__TASK REQUIREMENTS__
Output every entry exactly as given.
>> Begin
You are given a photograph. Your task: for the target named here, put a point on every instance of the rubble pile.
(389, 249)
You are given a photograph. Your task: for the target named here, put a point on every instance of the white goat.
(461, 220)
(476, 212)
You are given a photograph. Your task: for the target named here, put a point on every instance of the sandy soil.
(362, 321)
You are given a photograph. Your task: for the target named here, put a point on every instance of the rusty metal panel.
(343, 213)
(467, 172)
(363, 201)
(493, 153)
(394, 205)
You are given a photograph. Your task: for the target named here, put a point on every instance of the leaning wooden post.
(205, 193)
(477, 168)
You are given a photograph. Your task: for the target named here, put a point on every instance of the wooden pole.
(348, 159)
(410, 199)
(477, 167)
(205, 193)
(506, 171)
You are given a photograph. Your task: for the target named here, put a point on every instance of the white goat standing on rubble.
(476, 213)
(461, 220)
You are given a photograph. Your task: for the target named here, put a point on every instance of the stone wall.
>> End
__CORRECT RESPONSE__
You are given a photograph. Your task: for the target named here, put a point on every instance of the rubble pile.
(389, 249)
You are given a photograph. Your task: for the target named here, put a point on every instance of the white goat.
(461, 220)
(476, 212)
You are given a photograph. Your task: for the target named here, put a point on every instance of the sandy soil.
(362, 321)
You are given a photograph. Your task: for the target named here, put a point on every instance of the rusty metal panel.
(343, 213)
(467, 172)
(363, 201)
(493, 153)
(394, 205)
You are given a photograph. Your task: for the target named here, put a point on every instance of the leaning wooden post.
(205, 193)
(477, 168)
You are given a photograph. Your task: for the target named here, put a point on every instance of the wooden pole.
(348, 159)
(410, 199)
(477, 167)
(205, 193)
(506, 171)
You are given a photograph. Your task: for the target named here, put a point on every instance of the white goat standing on rubble.
(476, 213)
(461, 220)
You are given a photograph. Your task: for the target named here, put a point on every instance of the stone wall.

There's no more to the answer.